**MATERIAL PROVIDED**
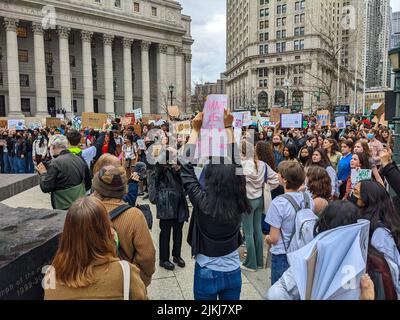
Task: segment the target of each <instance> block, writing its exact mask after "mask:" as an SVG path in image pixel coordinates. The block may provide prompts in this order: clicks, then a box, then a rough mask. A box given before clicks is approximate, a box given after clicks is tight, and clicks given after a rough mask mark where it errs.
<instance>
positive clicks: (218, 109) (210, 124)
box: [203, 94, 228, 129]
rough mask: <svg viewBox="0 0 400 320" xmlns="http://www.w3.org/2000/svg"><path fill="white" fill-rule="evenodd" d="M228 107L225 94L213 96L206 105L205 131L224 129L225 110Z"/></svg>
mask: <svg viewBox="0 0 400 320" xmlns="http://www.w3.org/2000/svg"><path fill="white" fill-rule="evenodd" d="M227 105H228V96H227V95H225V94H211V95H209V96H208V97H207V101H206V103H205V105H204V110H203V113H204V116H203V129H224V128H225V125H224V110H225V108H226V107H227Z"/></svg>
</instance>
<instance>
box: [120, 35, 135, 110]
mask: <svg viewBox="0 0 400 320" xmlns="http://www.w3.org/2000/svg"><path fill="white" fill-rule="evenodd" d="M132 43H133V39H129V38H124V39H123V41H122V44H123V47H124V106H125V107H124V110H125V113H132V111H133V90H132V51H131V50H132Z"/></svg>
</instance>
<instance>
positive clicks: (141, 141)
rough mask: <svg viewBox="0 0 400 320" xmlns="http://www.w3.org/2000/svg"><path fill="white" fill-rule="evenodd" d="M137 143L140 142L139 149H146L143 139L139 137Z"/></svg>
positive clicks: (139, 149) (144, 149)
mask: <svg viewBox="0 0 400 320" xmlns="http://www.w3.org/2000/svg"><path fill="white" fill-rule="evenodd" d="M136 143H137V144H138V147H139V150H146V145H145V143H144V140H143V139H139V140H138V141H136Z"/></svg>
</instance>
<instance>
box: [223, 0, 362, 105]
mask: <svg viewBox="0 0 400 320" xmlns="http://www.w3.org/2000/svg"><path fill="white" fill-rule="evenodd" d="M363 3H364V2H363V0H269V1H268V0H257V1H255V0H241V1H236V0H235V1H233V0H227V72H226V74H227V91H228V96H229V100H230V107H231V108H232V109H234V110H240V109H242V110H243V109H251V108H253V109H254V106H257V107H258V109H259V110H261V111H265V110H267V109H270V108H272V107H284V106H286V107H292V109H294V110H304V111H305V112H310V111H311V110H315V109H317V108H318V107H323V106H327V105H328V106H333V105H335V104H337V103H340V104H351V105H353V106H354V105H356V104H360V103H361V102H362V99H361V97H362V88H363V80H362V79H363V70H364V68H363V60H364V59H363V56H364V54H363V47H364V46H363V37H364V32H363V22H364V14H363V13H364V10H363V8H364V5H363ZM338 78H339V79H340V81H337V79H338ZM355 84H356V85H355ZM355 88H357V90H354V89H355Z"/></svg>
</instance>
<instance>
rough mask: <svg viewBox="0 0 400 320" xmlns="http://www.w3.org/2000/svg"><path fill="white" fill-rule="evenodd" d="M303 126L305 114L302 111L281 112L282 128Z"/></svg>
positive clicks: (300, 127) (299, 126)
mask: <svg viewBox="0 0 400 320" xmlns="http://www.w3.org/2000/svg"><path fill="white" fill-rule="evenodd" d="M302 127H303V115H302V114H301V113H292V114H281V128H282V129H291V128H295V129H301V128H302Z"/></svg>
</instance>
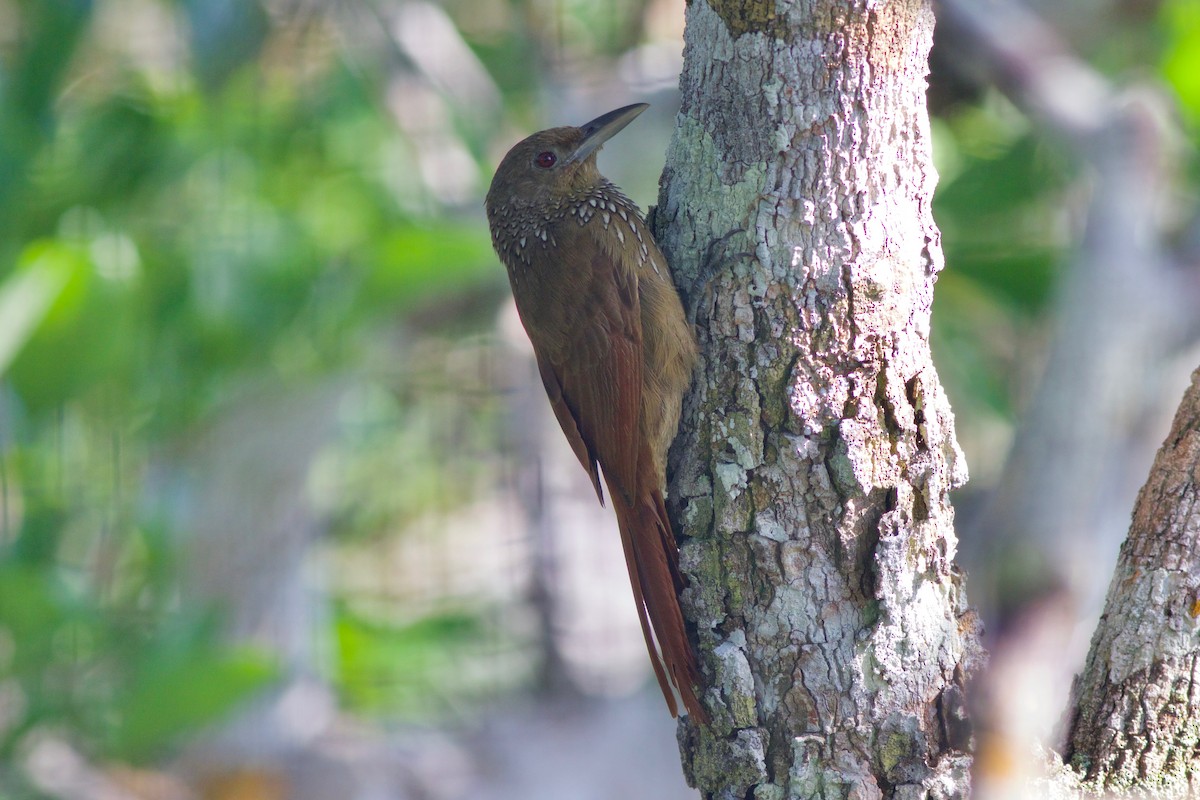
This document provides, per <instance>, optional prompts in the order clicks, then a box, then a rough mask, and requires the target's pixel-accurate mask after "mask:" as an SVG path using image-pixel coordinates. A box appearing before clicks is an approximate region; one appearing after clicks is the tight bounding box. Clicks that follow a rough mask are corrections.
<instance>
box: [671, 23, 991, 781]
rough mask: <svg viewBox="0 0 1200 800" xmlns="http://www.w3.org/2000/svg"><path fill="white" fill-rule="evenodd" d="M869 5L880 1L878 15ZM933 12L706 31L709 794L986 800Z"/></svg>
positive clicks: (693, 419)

**WHAT IS REQUIRED**
Show the lines where the word "approximate" appears in the entries.

**ANSWER SECTION**
Task: segment the target of each <instance> block, writing its exact mask after "mask:" as an SVG path in image pixel coordinates. The block may provide prompts in this order: clicks, then a box, then a rough mask. A box given before clicks is approximate, a box given after clicks is tight, and clicks given after a rough mask mark where it errs.
This document provides, per <instance>, optional prompts in the order clicks, then a box, then a rough mask, and requires the target's pixel-accurate mask after "mask:" as an SVG path using image-pixel coordinates. A box appearing before clicks is an approximate region; one appearing after clicks is the tight bounding box. Clicks that follow a rough mask are corrections.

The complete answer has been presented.